Stored data:

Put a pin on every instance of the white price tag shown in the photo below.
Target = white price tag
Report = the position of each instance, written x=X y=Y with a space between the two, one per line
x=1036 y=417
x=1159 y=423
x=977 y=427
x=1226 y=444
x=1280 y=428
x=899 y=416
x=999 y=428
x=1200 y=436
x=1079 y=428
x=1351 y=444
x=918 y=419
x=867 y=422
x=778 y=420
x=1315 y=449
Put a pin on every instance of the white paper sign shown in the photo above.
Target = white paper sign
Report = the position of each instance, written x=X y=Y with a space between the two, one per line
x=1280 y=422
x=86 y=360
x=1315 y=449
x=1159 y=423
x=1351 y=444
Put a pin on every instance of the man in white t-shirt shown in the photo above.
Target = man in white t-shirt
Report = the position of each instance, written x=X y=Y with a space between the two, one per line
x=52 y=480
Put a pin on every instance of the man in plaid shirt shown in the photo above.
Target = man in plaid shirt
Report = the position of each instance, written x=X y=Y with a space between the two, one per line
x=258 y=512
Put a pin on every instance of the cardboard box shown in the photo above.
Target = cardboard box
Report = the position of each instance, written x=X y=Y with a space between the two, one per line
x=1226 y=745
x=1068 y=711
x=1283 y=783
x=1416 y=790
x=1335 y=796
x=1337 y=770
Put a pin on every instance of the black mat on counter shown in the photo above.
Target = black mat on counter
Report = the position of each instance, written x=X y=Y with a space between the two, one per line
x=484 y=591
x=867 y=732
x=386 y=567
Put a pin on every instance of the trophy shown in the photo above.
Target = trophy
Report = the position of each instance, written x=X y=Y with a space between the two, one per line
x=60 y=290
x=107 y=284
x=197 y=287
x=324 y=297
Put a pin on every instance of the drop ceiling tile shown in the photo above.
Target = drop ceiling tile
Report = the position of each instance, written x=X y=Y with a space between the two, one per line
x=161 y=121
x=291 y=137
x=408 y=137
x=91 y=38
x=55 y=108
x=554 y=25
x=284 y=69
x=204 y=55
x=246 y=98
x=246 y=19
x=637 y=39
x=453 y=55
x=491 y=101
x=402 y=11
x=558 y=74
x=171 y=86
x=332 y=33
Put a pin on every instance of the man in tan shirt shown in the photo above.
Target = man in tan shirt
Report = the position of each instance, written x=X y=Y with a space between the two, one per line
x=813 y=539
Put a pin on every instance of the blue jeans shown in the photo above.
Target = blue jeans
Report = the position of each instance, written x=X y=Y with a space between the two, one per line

What you have to do: Reproduce every row above word for word, with no changes.

Reply to the task:
Put a pin on every instance of the white price tag shown in the photo below.
Target = white price tag
Report = the position of each instance, written x=X y=Y with a space between the two, one per line
x=1036 y=417
x=1159 y=423
x=977 y=427
x=1226 y=444
x=1280 y=428
x=899 y=416
x=999 y=428
x=1200 y=436
x=1079 y=428
x=1351 y=444
x=918 y=419
x=867 y=422
x=778 y=420
x=1315 y=449
Put a pin on every instance of the white paper sign shown in the photo above.
Target = white paper sign
Report = the position of each instance, written x=X y=Y with a space between the two, one per line
x=1280 y=422
x=86 y=360
x=1315 y=449
x=1159 y=423
x=1351 y=444
Put a pin on every instance of the man in white t-shirt shown in the photo above.
Target = man in white t-shirt
Report = the position of each instance, written x=X y=Y with a space between the two, one per line
x=52 y=480
Put a pin on every instance of the man in plaid shirt shown in the photo above.
Target = man in plaid shirt
Report = the position of each instance, written x=X y=Y with a space between the two, one per line
x=258 y=512
Put a pin on every instance of the cardboard box shown in the photo above.
Target = cardboard box
Report = the position of each instance, written x=X y=Y with a space between the two, one per line
x=1226 y=745
x=1068 y=711
x=1283 y=783
x=1416 y=790
x=1335 y=796
x=1337 y=770
Put a pin on every instance of the black mat on counter shown in the photo above.
Target = black mat on counter
Report = the position of each instance, written x=X y=Y with a space between the two, one per line
x=484 y=591
x=867 y=732
x=386 y=567
Put a pin on every instance of the trophy shown in the photo above.
Target = trophy
Report = the position of each instance, written x=X y=Y with a space between the two, one per line
x=60 y=290
x=107 y=284
x=197 y=287
x=324 y=297
Put a pin on every instance of the drop ceiling tile shown in the photo above.
Target = drop ceiling tile
Report = the position of each instance, written x=X y=Y with a space between the two, one per line
x=161 y=121
x=291 y=137
x=408 y=137
x=91 y=38
x=55 y=108
x=554 y=25
x=284 y=69
x=204 y=55
x=246 y=98
x=246 y=19
x=637 y=39
x=453 y=55
x=491 y=101
x=402 y=11
x=558 y=74
x=171 y=86
x=332 y=33
Put a pin on every instance of the man in tan shirt shown in the photo above.
Target = man in tan shirt
Report = the position of each instance, written x=X y=Y with a space between the two, one per line
x=813 y=539
Put a pin on every instance of the blue jeans shown in the photo above.
Target = blue jeans
Report = the position of each instance, written x=X y=Y with a space between the two, one per line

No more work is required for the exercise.